PASSAGE GIVEN:
The opinion of the court was delivered by: Alan Kay United States Magistrate Judge
On October 22, 2010, at the close of all evidence in the above captioned trial, Plaintiff orally moved for judgment on Defendant's Faragher-Ellerth defense to Plaintiff's Title VII hostile work environment sexual harassment claim. Plaintiff argued that Defendant's FaragherEllerth defense must fail, or, in the alternative that the jury decide whether Plaintiff sustained an adverse or significant tangible employment action ("tangible employment action"). If the jury found that a tangible employment action occurred, Defendant would be subject to strict liability on Plaintiff's hostile work environment claim and the jury would not consider the elements of Defendant's Faragher-Ellerth defense. Defendant objected to the motion. The Court treated Plaintiff's motion as a Federal Rules of Civil Procedure ("Rule") 50 motion for judgment as a matter of law. The Court DENIED Plaintiff's motion in open court on October 22, 2010 (see Minute Or. Oct. 22, 2010) and submits this memorandum opinion in support of its oral ruling.
A. Motion for Judgment as a Matter of Law
A court may grant judgment as a matter of law against a party on any claim, defense, or issue if, after the close of all the evidence, the court determines that there is no legally sufficient basis for a reasonable jury to find for a party. Fed. R. Civ. P. 50; see also Boodoo v. Cary, 21 F.3d 1157, 1161 (D.C. Cir. 1994). In making such a determination, the "court may not assess the credibility of witnesses or weigh the evidence." Hayman v. Nat'l Acad. of Sciences, 23 F.3d 535, 537 (D.C. Cir. 1994).
B. Faragher-Ellerth Defense
In a Title VII hostile work environment claim, a defendant employer may avoid vicarious liability for a supervisor's actions by proving that 1) the employer exercised reasonable care to prevent and correct promptly any sexually harassing behavior, and 2) the plaintiff unreasonably failed to take advantage of any preventive or corrective opportunities provided by the employer or to avoid harm otherwise [a/k/a the Faragher-Ellerth defense]. See Faragher v. City of Boca Raton, 524 U.S. 775, 807 (1998); Burlington Industries v. Ellerth, 524 U.S. 742, 762-63 (1998).
C. Tangible Employment Action and Strict Liability However, when a supervisor's harassment culminates in a tangible employment action, the employer will be subject to strict liability and shall not be shielded by an affirmative defense. See Lutkewitte v. Gonzales, 436 F.3d 248, 250-51 (D.C. Cir. 2006) (internal citations omitted).
A tangible employment action "constitutes a significant change in employment status, such as hiring, firing, failing to promote, reassignment with significantly different responsibilities, or a decision causing a significant change in benefits." Burlington Industries, 524 U.S. at 760-62; see also Roebuck v. Washington, 408 F.3d 790, 793 (D.C. Cir. 2005) (noting that tangible employment actions must have a "significant effect" on plaintiff's employment status, work, or benefits).

TASKS AND EXERCISES:
[1] According to the court opinion on the Title VII harassment claim, how did the Court treat Plaintiff's oral motion?
[2] For each statement, say whether the court opinion on the Title VII harassment claim supports it, answering yes or no and quoting the words that decide it. (a) Defendant objected to Plaintiff's motion. (b) In ruling on judgment as a matter of law, a court may weigh the evidence. (c) Reassignment with significantly different responsibilities counts as a tangible employment action.
[3] Proceed with the court opinion on the Title VII harassment claim, starting after its last sentence.

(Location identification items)
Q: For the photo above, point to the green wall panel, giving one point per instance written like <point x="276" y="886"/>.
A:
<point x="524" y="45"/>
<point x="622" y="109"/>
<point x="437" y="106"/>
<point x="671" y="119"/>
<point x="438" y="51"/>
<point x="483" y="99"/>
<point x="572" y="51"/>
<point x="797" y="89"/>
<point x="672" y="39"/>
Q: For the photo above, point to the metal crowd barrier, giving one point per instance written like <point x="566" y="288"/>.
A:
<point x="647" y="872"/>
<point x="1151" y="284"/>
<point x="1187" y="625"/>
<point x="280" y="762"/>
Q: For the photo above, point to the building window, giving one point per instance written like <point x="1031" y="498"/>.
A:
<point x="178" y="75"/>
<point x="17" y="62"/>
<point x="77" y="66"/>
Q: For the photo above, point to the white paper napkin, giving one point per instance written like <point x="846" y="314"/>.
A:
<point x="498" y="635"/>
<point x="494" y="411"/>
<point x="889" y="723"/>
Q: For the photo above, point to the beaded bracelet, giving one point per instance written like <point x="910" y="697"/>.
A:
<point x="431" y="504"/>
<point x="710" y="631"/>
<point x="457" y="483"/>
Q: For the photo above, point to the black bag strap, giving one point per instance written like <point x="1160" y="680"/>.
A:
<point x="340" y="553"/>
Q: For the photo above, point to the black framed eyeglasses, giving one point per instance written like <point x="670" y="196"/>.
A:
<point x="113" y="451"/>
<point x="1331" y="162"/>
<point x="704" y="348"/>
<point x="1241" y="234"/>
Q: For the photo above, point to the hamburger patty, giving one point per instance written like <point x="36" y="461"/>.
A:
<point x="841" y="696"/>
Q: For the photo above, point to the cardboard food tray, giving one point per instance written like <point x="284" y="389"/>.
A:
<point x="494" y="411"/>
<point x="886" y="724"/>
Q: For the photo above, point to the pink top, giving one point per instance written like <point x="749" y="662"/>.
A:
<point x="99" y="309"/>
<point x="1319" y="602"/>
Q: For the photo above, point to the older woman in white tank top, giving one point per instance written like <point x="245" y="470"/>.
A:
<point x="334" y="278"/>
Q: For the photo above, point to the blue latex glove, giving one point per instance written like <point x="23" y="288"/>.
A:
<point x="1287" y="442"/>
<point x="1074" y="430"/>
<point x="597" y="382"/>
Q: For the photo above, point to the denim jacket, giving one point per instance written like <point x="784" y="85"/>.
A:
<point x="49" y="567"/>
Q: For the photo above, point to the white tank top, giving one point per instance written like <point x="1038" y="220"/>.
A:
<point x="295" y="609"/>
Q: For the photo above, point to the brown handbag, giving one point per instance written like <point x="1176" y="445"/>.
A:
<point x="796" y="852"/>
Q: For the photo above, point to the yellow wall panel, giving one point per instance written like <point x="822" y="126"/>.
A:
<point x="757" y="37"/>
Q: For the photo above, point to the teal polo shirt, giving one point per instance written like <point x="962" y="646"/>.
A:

REPLIES:
[1] As a Federal Rules of Civil Procedure Rule 50 motion for judgment as a matter of law.

[2]
(a) Yes: "Defendant objected to the motion."
(b) No: "court may not assess the credibility of witnesses or weigh the evidence."
(c) Yes: "reassignment with significantly different responsibilities"

[3]
A. Motion for Judgment on Defendant's Faragher-Ellerth Defense Plaintiff moved for judgment on Defendant's Faragher-Ellerth defense. Viewing the evidence in a light most favorable to Plaintiff, and drawing every reasonable inference therefrom, Coburn v. Pan Am. World Airways, Inc., 711 F.2d 339, 342 (D.C. Cir. 1983), cert. denied, 464 U.S. 994 (1983), the Court denied the motion because there was a legally sufficient basis for the jury to consider Defendant's Faragher-Ellerth defense. Defendant District of Columbia presented evidence at trial regarding the sexual harassment policies and procedures in place at the time of the alleged harassment, and the steps Plaintiff took, or did not take, to report the sexual harassment in accordance with the policies and procedures. This evidence addressed the two-prong Faragher-Ellerth defense, see Faragher, 524 U.S. at 807, and provided a legally sufficient basis for a jury finding that Defendant succeeded in proving their affirmative defense by a preponderance of the evidence. As such, the Court did not deny the jury an opportunity, as the finders of fact, to weigh the evidence and make a determination on the Faragher-Ellerth defense.
B. Plaintiff's Request for Additional Jury Instructions The Court
denied Plaintiff's request for additional jury instructions and a
question on whether tangible employment actions occurred.*fn1
While viewing the evidence presented at trial in a light most
favorable to Plaintiff, the Court held that no reasonable jury could
make such a finding. Plaintiff argued that tangible employment actions
occurred on two occasions. First, Lt. Johnson, a supervisor who
allegedly sexually harassed Plaintiff, denied Plaintiff the
opportunity to work an overtime shift so that she could earn
additional money for the Christmas holiday of 2000.*fn2
In October 2000, Plaintiff approached Lieutenant Johnson and
requested additional overtime shifts for the Christmas holidays.
Lieutenant Johnson was one of three supervisors who could approve
requests for overtime work. Plaintiff testified that Lieutenant
Johnson made a crude sexual advance and requested a sexual encounter
with Plaintiff in exchange for the opportunity to work an overtime
shift.*fn3 Plaintiff refused Lieutenant Johnson's
advances and did not receive overtime approval from Lieutenant Johnson
on the requested shift. According to exhibits presented by Plaintiff,
she worked at least thirty overtime shifts in the fall of 2000,
between September 24, 2000 and December 28, 2000. (Pl.'s Ex. 19) No
evidence was presented regarding whether Plaintiff did or did not
continue to work overtime shifts in 2001.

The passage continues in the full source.